--- SELECTED PASSAGE ---
United States District Court, D. South Carolina, Columbia Division

May 10, 2018

RICHARD BOGGS, Plaintiff,
v.
LOGIC TECHNOLOGY, INC. and UNITED STATES, Defendants.

          ORDER ADOPTING THE REPORT AND RECOMMENDATIONS AND GRANTING DEFENDANT LOGIC TECHNOLOGY INC.'S AND THE UNITED STATES' MOTIONS TO DISMISS

          MARY GEIGER LEWIS, UNITED STATES DISTRICT JUDGE.

         Plaintiff Richard Boggs complains Defendants Logic Technology, Inc., (LTI) and the United States improperly withheld federal income taxes from his wages while he was an LTI employee. Boggs seeks monetary damages and declaratory relief. He is proceeding pro se.

         The matter is before the Court for review of: (1) the Report and Recommendation of the United States Magistrate Judge suggesting LTI's motion to dismiss be granted (Report I); (2) Boggs's Sur-reply to LTI's reply to his response to its motion to dismiss (Boggs's Sur-reply); and (3) the Magistrate Judge's Report and Recommendation advising the Court to grant the United States' motion to dismiss (Report II). The Reports were made in accordance with 28 U.S.C. § 636 and Local Civil Rule 73.02 for the District of South Carolina.

         The Magistrate Judge makes only a recommendation to this Court. The recommendation has no presumptive weight. The responsibility to make a final determination remains with the Court. Mathews v. Weber, 423 U.S. 261, 270 (1976). The Court is charged with making a de novo determination of those portions of the Report to which specific objection is made, and the Court may accept, reject, or modify, in whole or in part, the recommendation of the Magistrate Judge or recommit the matter with instructions. 28 U.S.C. § 636(b)(1).
--- DATA ROWS ---
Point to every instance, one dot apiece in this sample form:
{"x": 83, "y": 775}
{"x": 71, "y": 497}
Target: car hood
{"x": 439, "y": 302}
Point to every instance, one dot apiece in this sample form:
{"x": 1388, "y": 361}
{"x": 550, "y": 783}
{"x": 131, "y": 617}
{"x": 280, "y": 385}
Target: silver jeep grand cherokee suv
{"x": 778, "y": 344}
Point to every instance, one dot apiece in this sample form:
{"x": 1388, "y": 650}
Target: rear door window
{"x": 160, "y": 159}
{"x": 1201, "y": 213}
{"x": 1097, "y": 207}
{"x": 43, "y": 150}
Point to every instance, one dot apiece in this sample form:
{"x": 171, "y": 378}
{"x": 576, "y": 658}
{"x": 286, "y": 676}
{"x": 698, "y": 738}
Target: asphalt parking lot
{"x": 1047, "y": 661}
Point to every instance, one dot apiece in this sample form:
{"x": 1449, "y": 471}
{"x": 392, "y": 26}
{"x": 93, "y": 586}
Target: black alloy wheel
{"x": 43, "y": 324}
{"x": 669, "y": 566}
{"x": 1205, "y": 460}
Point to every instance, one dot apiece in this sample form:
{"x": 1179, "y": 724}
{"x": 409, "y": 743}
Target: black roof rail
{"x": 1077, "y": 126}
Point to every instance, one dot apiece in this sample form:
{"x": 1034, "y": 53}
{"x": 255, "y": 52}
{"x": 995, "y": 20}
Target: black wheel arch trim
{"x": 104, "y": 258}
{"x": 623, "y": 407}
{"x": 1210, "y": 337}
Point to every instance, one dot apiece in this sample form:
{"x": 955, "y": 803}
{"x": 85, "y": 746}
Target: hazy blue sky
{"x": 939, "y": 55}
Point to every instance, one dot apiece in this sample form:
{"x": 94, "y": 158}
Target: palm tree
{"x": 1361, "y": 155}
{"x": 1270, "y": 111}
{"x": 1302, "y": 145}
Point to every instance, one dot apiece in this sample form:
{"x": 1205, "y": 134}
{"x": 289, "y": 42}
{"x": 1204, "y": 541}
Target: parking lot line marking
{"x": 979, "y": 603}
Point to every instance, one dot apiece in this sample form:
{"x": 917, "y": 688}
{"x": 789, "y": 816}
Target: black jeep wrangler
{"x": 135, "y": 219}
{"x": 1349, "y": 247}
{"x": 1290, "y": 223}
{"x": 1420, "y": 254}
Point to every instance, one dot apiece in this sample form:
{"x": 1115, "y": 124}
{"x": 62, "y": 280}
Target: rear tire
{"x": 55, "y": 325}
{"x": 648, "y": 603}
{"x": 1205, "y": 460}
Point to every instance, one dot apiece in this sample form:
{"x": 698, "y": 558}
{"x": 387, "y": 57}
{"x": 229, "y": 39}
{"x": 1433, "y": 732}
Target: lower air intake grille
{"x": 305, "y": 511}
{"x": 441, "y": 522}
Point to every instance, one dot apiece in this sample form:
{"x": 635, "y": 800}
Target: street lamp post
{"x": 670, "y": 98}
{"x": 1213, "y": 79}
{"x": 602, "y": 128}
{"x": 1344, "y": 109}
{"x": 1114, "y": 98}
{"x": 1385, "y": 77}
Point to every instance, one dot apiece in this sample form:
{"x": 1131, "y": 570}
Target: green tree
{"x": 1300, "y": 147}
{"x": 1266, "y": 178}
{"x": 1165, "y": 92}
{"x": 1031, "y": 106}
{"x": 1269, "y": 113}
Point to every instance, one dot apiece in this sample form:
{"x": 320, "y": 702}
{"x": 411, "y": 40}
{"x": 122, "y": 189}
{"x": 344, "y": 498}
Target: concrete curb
---
[PROBLEM TO SOLVE] Please render this sentence from the court order in Spanish: "The responsibility to make a final determination remains with the Court."

[TASK ANSWER] La responsabilidad de tomar una determinación final sigue correspondiendo al Tribunal.